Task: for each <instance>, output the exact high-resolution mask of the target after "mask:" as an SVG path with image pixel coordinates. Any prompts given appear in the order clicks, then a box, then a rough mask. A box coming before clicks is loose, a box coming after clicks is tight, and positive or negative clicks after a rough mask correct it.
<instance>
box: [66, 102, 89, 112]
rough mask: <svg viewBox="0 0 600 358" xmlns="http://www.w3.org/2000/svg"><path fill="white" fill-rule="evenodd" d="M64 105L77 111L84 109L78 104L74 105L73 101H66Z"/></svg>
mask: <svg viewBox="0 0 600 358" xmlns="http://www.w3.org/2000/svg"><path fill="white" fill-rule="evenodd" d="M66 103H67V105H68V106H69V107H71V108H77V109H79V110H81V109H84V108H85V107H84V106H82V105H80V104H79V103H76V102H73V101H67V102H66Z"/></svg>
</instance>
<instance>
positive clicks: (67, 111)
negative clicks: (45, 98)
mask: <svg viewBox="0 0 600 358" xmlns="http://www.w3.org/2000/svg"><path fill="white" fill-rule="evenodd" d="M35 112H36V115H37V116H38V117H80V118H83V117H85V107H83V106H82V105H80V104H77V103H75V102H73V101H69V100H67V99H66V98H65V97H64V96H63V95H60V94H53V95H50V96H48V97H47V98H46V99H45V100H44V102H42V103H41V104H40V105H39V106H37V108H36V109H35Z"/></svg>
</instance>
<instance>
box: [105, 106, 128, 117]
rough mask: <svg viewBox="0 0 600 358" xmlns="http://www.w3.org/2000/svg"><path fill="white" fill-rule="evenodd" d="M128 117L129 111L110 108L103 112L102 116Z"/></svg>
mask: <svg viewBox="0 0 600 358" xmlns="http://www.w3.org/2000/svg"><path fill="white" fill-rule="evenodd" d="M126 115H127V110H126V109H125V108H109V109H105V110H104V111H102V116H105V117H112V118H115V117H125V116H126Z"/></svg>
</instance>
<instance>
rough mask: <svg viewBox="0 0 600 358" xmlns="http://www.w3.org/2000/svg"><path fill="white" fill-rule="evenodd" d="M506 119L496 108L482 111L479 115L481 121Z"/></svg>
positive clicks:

★ ★ ★ ★ ★ ★ ★

Description of the task
Down to the last line, retype the entries above exactly.

Completed task
Task: for each <instance>, output the exact high-resolution mask of the target after "mask:" as an SVG path with image pixel coordinates. Any prompts given appear in the order clicks, then a box, then a rough mask. A box coming before clicks is loose, a box coming after clicks is tight, and positive or negative clicks after a rough mask correct it.
<instance>
box: [66, 102, 89, 112]
rough mask: <svg viewBox="0 0 600 358" xmlns="http://www.w3.org/2000/svg"><path fill="white" fill-rule="evenodd" d="M64 105L77 111L84 109L78 104L74 105L73 101H66Z"/></svg>
mask: <svg viewBox="0 0 600 358" xmlns="http://www.w3.org/2000/svg"><path fill="white" fill-rule="evenodd" d="M66 103H67V105H68V106H69V107H71V108H77V109H79V110H81V109H84V108H85V107H84V106H82V105H80V104H79V103H76V102H73V101H67V102H66Z"/></svg>
</instance>
<instance>
positive clicks: (67, 111)
negative clicks: (45, 98)
mask: <svg viewBox="0 0 600 358" xmlns="http://www.w3.org/2000/svg"><path fill="white" fill-rule="evenodd" d="M35 112H36V115H37V116H38V117H80V118H83V117H85V107H83V106H82V105H80V104H77V103H75V102H73V101H69V100H67V99H66V98H65V97H64V96H63V95H60V94H53V95H50V96H48V97H47V98H46V99H45V100H44V102H42V103H41V104H40V105H39V106H37V108H36V109H35Z"/></svg>
</instance>
<instance>
box: [105, 106, 128, 117]
rough mask: <svg viewBox="0 0 600 358" xmlns="http://www.w3.org/2000/svg"><path fill="white" fill-rule="evenodd" d="M128 117L129 111L110 108L103 112L102 116Z"/></svg>
mask: <svg viewBox="0 0 600 358" xmlns="http://www.w3.org/2000/svg"><path fill="white" fill-rule="evenodd" d="M126 115H127V110H126V109H125V108H109V109H105V110H104V111H102V116H105V117H112V118H115V117H125V116H126Z"/></svg>
</instance>
<instance>
rough mask: <svg viewBox="0 0 600 358" xmlns="http://www.w3.org/2000/svg"><path fill="white" fill-rule="evenodd" d="M506 119L496 108L482 111L479 115L481 121Z"/></svg>
positive clicks:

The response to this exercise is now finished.